TEXTE DE LECTURE ::
╭──

08 mars 2009

 

Elie Domota : "Restons mobilisés"

Nous l’avons déjà dit : nous marchons, encore et encore ; mais c’est pour que la vie change.

Et aujourd’hui nous étions très heureux de recevoir des camarades des associations de personnes handicapées [en tête de la manifestation].

Parce qu’il est vrai que dans tout ce que nous avons dénoncé, nous nous adressions à des personnes en souffrance mais valides ; mais les handicapés vivent des situations 10 fois, 100 fois, mille fois plus difficiles que la notre. Et c’est pourquoi je vous demande de les applaudir chaleureusement !

La Guadeloupe, c’est tout le monde et c’est aussi beaucoup de solidarité. Et justement, pour que nous puissions défendre leurs droits, il nous faut être solidaires entre nous, certes ; mais également avec eux. C’est important.

╰──

BLOC DE DONNÉES ::
╭──

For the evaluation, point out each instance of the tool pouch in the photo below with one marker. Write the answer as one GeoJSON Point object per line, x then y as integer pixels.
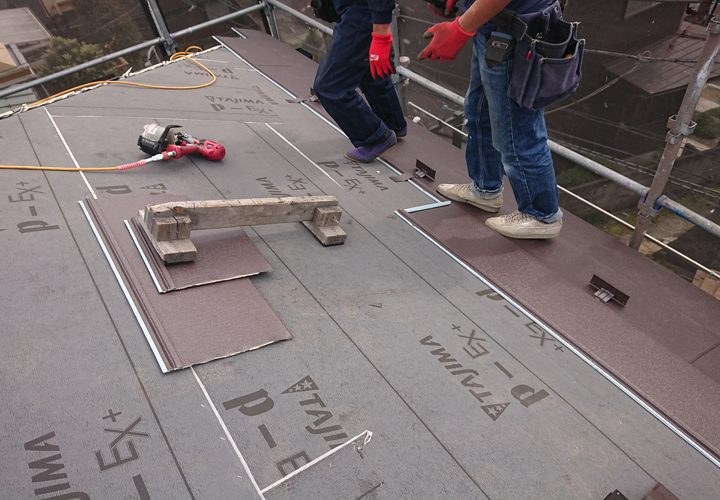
{"type": "Point", "coordinates": [325, 10]}
{"type": "Point", "coordinates": [547, 64]}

╰──

À FAIRE ::
- A) Traduisez en anglais cette phrase tirée du discours d'Elie Domota : « La Guadeloupe, c’est tout le monde et c’est aussi beaucoup de solidarité. »
- B) Reprenez mot pour mot le passage du discours d'Elie Domota qui commence par « Et aujourd’hui nous » et se poursuit jusqu'à « eux. C’est important. ».

CORRIGÉ DE L'EXERCICE ::
- A) Guadeloupe is everyone, and it is also a great deal of solidarity.

- B)
Et aujourd’hui nous étions très heureux de recevoir des camarades des associations de personnes handicapées [en tête de la manifestation].

Parce qu’il est vrai que dans tout ce que nous avons dénoncé, nous nous adressions à des personnes en souffrance mais valides ; mais les handicapés vivent des situations 10 fois, 100 fois, mille fois plus difficiles que la notre. Et c’est pourquoi je vous demande de les applaudir chaleureusement !

La Guadeloupe, c’est tout le monde et c’est aussi beaucoup de solidarité. Et justement, pour que nous puissions défendre leurs droits, il nous faut être solidaires entre nous, certes ; mais également avec eux. C’est important.